(Dataset entries)
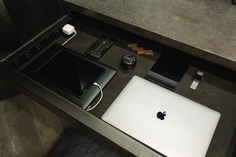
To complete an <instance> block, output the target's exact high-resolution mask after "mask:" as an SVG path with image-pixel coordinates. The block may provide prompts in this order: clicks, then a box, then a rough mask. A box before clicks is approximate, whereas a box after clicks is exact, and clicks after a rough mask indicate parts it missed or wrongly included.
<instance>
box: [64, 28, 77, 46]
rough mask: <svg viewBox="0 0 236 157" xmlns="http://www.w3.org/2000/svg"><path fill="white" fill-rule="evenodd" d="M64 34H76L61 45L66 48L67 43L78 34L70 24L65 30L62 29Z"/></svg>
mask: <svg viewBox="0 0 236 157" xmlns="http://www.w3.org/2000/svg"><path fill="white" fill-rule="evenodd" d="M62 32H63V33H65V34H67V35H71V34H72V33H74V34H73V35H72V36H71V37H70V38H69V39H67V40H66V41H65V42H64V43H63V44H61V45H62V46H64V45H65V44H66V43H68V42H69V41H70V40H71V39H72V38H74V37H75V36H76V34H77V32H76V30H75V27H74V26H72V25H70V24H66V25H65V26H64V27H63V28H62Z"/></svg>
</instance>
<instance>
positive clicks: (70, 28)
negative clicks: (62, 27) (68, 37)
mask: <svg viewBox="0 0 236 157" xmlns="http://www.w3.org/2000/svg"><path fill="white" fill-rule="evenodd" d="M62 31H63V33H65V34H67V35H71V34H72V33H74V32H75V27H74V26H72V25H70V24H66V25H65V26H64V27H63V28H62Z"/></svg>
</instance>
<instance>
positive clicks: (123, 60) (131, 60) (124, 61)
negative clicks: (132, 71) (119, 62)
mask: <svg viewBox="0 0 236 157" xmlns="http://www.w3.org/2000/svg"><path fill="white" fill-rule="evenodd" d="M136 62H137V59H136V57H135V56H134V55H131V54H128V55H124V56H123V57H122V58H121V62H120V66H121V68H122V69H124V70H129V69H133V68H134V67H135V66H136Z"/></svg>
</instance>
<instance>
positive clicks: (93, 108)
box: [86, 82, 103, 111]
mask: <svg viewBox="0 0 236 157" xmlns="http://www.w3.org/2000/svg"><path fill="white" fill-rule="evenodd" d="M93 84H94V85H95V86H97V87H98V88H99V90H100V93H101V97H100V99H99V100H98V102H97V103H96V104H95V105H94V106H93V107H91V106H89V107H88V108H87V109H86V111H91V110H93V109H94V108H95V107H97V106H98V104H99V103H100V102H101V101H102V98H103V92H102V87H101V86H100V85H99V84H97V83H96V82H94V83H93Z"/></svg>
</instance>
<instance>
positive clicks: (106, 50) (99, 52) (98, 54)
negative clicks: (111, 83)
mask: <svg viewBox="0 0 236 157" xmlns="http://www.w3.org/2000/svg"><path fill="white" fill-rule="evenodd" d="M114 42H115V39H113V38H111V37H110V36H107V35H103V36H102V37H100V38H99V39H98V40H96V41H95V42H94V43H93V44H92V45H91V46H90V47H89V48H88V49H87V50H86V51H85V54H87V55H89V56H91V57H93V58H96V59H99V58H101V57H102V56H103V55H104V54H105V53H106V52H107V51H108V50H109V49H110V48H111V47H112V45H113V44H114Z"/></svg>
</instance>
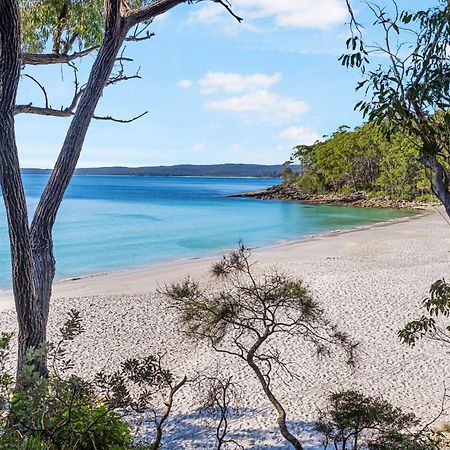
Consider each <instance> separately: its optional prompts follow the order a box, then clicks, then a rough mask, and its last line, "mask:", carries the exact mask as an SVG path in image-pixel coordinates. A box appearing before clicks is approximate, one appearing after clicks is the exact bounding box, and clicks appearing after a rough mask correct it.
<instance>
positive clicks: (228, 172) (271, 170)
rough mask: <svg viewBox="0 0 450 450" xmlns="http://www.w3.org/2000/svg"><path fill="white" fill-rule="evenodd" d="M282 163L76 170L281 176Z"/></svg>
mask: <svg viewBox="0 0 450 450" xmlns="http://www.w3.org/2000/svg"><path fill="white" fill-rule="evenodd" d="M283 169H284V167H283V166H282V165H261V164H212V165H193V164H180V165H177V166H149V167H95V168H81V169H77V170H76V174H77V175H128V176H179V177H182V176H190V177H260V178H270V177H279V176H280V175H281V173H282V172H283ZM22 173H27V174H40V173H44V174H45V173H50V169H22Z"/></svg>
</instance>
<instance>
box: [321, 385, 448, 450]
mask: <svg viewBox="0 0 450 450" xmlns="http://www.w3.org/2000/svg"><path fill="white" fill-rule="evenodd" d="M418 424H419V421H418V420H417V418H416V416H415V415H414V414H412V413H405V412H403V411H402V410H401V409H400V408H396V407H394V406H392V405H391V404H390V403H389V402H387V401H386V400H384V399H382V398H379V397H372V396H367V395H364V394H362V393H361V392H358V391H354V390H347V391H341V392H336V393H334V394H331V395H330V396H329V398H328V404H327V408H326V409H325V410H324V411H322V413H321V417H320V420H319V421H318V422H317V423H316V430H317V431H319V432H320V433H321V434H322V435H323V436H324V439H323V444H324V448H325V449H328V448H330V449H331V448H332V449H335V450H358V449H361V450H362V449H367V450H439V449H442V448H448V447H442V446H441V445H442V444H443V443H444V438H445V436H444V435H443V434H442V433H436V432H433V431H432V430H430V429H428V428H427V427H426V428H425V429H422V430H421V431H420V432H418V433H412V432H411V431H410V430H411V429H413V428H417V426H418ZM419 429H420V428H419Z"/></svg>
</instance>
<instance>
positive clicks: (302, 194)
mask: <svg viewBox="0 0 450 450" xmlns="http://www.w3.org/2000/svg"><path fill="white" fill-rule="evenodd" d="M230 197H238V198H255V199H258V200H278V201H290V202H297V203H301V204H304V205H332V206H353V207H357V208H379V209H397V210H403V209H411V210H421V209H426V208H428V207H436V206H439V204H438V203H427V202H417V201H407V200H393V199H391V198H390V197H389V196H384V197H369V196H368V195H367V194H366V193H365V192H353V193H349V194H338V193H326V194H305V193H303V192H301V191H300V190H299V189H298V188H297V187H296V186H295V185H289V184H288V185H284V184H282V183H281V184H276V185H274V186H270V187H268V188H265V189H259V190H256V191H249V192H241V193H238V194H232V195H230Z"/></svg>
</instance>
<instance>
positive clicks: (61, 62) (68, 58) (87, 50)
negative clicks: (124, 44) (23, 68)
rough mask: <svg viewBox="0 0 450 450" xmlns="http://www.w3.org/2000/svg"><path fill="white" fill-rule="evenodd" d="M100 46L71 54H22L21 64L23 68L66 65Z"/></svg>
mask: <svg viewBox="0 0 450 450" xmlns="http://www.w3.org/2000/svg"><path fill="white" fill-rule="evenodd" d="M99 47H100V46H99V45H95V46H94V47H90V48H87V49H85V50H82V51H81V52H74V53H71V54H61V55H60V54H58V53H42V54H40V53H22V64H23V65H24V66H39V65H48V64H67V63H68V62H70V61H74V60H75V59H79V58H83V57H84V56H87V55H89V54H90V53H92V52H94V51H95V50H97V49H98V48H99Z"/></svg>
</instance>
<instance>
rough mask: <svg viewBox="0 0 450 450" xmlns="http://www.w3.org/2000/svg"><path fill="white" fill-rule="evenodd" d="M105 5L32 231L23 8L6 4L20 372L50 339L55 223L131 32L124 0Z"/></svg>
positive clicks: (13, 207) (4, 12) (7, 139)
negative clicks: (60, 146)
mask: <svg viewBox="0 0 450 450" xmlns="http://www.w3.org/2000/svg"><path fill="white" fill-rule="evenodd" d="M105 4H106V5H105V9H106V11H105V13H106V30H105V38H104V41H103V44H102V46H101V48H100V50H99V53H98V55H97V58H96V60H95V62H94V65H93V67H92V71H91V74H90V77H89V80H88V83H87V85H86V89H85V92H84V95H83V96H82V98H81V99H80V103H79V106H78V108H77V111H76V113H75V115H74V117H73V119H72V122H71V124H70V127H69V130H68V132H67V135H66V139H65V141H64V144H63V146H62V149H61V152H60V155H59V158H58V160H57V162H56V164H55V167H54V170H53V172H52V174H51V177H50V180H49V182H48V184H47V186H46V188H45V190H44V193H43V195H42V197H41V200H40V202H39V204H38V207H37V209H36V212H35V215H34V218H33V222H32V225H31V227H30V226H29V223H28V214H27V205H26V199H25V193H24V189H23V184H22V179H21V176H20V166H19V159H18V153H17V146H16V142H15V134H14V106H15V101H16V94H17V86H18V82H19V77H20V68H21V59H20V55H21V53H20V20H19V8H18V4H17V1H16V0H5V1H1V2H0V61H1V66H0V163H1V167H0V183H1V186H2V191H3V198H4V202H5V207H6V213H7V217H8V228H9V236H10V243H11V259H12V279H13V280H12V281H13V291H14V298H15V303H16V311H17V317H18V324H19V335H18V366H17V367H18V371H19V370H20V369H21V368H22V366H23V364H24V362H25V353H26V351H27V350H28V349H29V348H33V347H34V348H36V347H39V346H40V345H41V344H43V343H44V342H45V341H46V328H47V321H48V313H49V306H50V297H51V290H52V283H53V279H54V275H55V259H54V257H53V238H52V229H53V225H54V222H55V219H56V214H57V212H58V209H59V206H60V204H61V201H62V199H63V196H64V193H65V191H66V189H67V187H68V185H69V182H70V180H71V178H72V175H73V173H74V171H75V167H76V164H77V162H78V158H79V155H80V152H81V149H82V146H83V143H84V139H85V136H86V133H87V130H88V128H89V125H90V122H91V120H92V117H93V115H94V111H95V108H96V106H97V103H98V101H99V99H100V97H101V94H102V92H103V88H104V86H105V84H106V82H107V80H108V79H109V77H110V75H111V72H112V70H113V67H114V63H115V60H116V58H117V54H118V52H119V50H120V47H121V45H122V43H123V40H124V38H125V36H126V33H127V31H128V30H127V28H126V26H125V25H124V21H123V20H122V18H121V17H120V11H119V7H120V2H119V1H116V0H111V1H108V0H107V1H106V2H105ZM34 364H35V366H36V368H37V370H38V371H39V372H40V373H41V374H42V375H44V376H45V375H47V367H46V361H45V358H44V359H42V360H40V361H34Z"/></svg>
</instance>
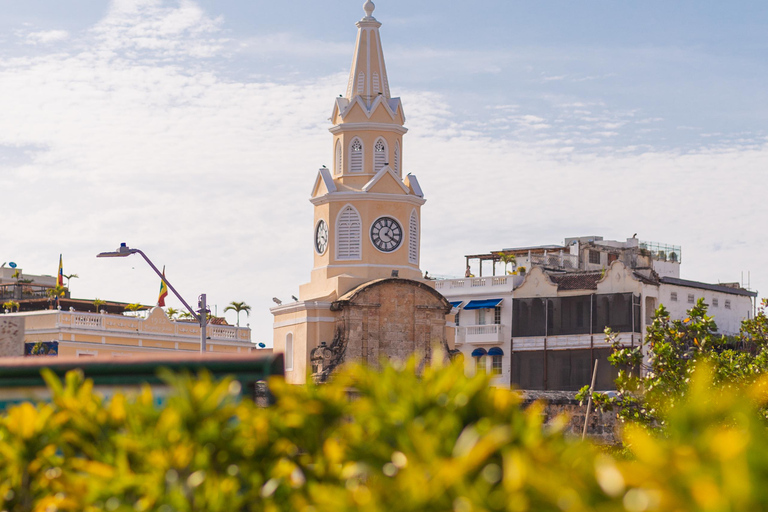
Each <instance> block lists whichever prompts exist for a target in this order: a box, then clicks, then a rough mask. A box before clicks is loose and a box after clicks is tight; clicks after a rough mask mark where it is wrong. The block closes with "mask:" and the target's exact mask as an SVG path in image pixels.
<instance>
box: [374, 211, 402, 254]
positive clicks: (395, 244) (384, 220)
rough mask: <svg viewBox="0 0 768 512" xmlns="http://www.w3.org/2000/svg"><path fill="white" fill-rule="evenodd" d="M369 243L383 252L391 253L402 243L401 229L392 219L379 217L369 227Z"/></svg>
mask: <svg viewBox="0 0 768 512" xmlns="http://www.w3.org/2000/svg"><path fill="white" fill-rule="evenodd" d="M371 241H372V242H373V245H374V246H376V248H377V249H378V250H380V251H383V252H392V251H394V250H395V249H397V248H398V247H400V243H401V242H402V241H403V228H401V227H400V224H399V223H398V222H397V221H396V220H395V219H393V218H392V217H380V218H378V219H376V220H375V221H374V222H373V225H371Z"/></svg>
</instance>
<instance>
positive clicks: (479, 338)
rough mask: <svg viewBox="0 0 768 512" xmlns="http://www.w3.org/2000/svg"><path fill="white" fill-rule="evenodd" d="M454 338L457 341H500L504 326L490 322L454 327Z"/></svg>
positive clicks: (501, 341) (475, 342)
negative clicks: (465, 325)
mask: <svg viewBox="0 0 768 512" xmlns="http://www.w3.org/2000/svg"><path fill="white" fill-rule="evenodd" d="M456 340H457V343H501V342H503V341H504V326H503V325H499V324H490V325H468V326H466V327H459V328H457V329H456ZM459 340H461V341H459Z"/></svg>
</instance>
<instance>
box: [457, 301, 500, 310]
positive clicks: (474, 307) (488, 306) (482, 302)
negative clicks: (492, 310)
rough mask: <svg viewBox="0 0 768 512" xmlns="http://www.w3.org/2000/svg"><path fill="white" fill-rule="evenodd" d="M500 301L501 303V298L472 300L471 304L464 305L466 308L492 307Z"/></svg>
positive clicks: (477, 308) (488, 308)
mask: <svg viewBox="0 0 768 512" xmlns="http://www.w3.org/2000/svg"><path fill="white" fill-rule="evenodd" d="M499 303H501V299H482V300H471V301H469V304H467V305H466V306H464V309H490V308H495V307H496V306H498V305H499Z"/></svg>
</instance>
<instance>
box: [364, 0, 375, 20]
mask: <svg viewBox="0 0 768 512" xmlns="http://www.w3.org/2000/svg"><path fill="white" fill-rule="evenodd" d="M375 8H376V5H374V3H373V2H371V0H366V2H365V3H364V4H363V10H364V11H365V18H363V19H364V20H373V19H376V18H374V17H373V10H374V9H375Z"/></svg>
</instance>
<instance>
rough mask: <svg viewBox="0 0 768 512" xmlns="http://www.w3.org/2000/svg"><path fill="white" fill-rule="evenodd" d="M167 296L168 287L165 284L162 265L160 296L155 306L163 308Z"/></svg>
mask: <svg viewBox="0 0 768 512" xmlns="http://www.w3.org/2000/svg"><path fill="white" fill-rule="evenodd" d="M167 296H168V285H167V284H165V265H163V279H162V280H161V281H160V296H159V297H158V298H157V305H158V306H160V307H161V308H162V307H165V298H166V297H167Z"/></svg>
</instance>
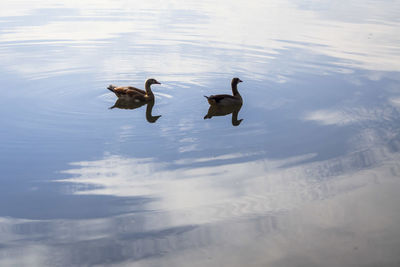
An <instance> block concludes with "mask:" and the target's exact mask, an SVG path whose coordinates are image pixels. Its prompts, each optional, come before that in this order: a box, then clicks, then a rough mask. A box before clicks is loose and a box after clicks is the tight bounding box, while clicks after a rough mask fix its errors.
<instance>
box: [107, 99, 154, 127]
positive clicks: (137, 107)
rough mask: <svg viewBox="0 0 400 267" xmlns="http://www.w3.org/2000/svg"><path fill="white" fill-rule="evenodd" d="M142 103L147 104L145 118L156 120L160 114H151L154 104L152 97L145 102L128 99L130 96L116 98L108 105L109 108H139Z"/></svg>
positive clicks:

◆ WHAT YOU ARE ASKED TO DO: Pull out every line that contains the word "negative", treating uppercase and lowercase as different.

◆ THE COMPLETED TASK:
negative clicks: (62, 27) (68, 37)
negative clicks: (132, 71) (119, 62)
negative clicks: (111, 83)
negative clicks: (124, 44) (23, 68)
negative clicks: (60, 146)
negative clicks: (465, 325)
negative clicks: (492, 310)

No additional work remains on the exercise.